Begin THE INPUT

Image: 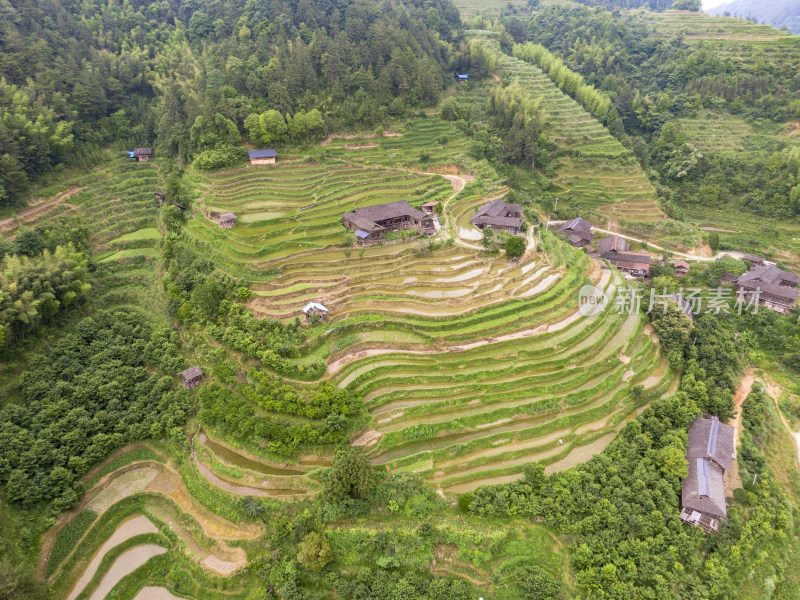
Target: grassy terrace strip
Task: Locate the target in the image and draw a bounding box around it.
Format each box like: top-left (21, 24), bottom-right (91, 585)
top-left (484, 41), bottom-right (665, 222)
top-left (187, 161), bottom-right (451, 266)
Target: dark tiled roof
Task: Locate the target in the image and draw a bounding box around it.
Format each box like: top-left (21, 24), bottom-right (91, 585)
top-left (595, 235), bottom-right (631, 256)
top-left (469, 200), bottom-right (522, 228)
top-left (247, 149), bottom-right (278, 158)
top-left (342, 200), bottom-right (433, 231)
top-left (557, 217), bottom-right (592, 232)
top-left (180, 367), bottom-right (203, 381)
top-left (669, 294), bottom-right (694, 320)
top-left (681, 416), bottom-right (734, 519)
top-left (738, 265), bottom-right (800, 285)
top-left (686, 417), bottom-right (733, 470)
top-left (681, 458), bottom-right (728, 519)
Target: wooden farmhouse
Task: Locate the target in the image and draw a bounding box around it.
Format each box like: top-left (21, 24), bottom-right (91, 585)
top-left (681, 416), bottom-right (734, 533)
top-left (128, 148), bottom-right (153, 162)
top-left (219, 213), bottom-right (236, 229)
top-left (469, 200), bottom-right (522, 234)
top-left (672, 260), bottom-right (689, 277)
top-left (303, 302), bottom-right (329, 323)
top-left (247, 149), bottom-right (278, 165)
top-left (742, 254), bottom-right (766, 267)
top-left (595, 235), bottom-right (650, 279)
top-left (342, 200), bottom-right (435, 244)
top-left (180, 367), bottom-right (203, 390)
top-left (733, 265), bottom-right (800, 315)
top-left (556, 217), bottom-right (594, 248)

End THE INPUT
Begin THE INPUT

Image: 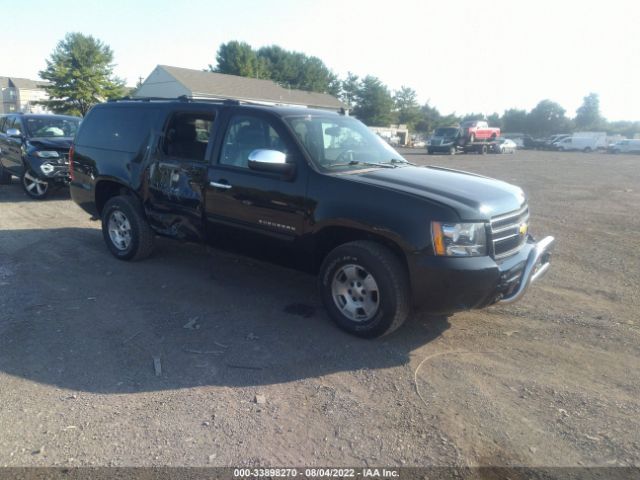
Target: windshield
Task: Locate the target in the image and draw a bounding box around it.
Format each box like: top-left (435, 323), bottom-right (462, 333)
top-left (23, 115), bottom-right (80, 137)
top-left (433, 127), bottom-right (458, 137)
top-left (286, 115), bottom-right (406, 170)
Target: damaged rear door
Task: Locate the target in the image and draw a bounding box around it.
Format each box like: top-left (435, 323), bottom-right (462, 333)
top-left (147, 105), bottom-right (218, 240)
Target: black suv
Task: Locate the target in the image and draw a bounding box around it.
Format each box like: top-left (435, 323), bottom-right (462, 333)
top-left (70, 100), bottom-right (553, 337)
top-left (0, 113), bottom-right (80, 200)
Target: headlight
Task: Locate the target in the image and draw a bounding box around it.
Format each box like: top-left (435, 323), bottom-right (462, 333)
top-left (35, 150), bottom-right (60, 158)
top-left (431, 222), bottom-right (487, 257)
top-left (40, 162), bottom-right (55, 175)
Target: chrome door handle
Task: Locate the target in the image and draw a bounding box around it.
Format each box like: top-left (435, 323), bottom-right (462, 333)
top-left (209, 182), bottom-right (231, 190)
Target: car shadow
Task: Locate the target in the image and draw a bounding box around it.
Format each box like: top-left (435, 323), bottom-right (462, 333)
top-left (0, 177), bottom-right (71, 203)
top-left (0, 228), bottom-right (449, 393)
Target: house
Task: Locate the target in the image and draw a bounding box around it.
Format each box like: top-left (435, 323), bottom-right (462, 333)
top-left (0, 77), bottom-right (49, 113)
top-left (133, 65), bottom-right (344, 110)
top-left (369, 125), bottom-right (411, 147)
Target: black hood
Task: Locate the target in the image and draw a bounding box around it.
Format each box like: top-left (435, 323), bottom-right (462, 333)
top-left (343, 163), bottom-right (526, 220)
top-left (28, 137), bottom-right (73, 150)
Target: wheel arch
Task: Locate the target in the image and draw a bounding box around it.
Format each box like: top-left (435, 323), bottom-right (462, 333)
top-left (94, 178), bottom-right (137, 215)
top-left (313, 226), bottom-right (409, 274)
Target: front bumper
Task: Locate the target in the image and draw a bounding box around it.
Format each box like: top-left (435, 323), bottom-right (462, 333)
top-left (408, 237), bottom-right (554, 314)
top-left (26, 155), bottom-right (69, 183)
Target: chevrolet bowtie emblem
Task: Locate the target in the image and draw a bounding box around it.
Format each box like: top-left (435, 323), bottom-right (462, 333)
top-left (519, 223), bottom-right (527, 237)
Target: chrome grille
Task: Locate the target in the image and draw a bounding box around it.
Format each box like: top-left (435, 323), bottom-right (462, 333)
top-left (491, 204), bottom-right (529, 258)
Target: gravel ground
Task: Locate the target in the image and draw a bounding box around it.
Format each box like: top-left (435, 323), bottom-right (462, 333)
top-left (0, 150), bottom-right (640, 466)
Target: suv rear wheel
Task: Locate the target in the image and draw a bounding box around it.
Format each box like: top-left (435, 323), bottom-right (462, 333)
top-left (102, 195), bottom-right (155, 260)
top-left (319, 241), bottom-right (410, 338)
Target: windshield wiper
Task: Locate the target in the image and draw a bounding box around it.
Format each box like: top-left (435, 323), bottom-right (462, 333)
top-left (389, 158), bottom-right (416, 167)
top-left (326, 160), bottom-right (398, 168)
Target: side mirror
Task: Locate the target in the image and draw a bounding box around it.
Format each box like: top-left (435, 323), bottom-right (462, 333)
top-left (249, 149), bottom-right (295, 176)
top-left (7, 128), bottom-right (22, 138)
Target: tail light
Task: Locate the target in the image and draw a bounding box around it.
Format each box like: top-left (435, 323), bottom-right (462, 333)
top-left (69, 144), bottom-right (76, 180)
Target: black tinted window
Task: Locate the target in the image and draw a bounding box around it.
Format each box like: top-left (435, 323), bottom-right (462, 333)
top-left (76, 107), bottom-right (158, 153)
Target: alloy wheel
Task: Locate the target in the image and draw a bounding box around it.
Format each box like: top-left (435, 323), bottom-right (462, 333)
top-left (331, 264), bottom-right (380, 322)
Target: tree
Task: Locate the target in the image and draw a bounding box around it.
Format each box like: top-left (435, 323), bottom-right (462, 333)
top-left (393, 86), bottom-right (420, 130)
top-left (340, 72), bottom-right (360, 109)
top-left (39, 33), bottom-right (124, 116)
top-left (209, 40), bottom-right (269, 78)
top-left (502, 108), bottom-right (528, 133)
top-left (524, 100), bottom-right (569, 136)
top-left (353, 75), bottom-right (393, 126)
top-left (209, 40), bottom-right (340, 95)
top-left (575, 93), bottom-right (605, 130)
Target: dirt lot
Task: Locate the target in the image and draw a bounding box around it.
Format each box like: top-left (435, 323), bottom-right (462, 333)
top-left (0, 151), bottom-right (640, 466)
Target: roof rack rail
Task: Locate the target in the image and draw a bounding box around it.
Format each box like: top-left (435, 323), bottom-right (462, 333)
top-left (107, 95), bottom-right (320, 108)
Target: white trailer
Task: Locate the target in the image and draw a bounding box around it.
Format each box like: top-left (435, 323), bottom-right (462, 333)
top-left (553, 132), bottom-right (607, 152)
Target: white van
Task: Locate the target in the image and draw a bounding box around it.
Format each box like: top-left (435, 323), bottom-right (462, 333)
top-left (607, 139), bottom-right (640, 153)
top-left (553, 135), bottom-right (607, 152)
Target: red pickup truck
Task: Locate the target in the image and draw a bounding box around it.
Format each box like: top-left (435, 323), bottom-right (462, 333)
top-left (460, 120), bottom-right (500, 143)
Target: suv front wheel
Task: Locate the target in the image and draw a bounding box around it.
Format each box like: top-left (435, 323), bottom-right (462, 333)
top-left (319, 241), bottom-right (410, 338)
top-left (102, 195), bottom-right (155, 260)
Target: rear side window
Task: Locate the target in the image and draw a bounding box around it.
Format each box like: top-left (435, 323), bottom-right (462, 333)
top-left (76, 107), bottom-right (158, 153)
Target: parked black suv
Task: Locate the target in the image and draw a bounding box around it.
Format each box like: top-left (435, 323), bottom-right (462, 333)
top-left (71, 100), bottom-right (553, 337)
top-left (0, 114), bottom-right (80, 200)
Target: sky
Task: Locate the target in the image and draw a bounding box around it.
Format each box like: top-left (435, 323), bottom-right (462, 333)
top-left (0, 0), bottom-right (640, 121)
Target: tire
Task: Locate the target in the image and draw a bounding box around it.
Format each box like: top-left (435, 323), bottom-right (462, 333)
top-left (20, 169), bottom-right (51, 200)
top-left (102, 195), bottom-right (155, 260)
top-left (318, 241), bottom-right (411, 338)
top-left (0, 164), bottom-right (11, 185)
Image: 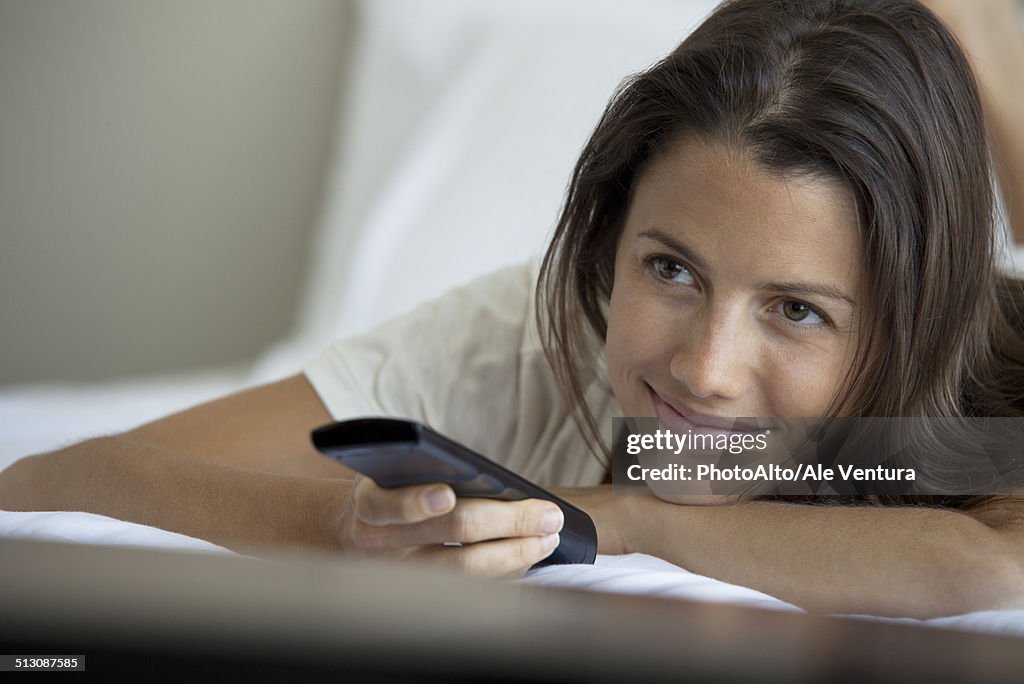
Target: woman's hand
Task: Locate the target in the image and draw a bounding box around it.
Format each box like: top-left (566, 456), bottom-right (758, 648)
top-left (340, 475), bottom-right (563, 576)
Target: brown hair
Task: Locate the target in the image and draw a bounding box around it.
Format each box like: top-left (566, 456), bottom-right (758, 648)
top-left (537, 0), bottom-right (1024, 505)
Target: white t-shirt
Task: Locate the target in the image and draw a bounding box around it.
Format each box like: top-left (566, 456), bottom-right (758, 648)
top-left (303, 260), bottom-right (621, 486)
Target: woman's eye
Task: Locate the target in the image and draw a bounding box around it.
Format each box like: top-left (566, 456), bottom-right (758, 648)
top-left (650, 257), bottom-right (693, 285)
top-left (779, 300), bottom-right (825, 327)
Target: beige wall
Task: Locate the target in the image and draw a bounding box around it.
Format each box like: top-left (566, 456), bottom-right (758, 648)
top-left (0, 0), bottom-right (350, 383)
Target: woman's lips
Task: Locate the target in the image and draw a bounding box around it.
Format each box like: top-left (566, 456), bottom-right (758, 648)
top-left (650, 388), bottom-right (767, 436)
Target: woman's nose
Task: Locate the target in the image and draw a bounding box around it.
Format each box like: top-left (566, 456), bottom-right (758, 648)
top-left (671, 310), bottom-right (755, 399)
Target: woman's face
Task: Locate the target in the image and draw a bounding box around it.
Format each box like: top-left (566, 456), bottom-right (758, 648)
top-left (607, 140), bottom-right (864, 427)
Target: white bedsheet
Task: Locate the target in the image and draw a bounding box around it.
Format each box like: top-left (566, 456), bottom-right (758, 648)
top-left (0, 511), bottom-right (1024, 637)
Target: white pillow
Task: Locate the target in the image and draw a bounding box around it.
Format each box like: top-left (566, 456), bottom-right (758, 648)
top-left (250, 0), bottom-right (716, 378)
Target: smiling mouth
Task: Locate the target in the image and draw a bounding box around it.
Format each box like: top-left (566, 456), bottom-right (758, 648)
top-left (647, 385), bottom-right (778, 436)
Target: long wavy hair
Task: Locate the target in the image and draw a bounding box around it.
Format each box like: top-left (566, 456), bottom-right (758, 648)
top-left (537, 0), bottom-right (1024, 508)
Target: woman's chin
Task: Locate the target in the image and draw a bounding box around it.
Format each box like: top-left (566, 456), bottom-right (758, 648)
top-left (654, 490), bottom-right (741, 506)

End THE INPUT
Begin THE INPUT

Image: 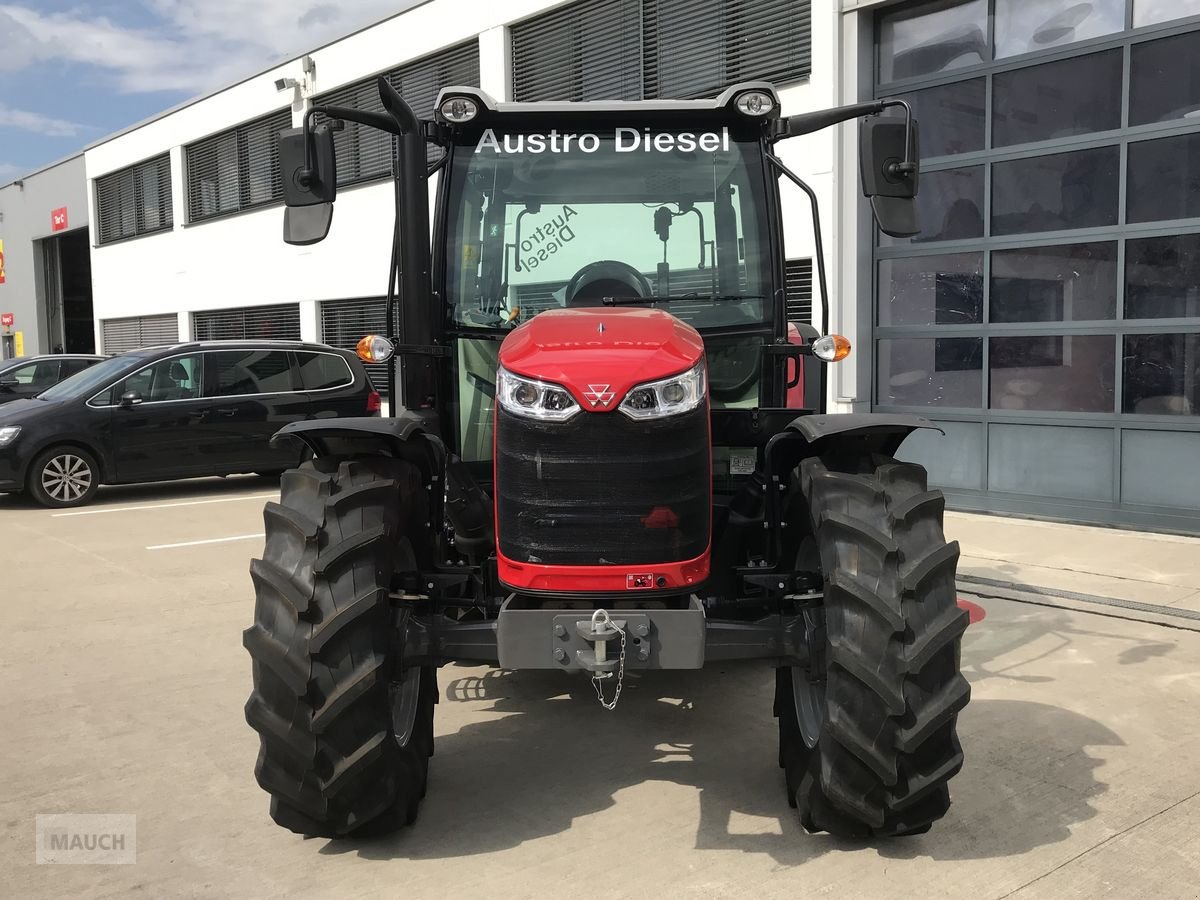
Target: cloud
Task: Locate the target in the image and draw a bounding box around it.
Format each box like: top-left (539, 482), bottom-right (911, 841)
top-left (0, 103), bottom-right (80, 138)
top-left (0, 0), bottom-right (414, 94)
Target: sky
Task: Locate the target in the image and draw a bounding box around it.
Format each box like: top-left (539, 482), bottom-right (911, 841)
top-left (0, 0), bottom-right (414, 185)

End THE INPUT

SET PROBLEM:
Please print the rows above, starting at the line that contains "Target: headlight" and ending at the line that contains "top-left (0, 228), bottom-right (449, 393)", with both of those lines included and every line copied without change.

TASK ANSWER:
Target: headlight
Task: Locate the target in the image and draw a bounding box around it.
Format each box like: top-left (435, 323), bottom-right (462, 333)
top-left (35, 150), bottom-right (60, 158)
top-left (431, 222), bottom-right (487, 257)
top-left (40, 162), bottom-right (55, 175)
Target: chrome door handle
Task: Locate the target in the image and draw a bounding box around it.
Format each box like: top-left (435, 323), bottom-right (462, 333)
top-left (209, 182), bottom-right (231, 190)
Target: car shadow
Task: Locate the target in the image and draw a bounding box around it.
Format each box like: top-left (435, 323), bottom-right (462, 333)
top-left (0, 177), bottom-right (71, 203)
top-left (0, 228), bottom-right (449, 393)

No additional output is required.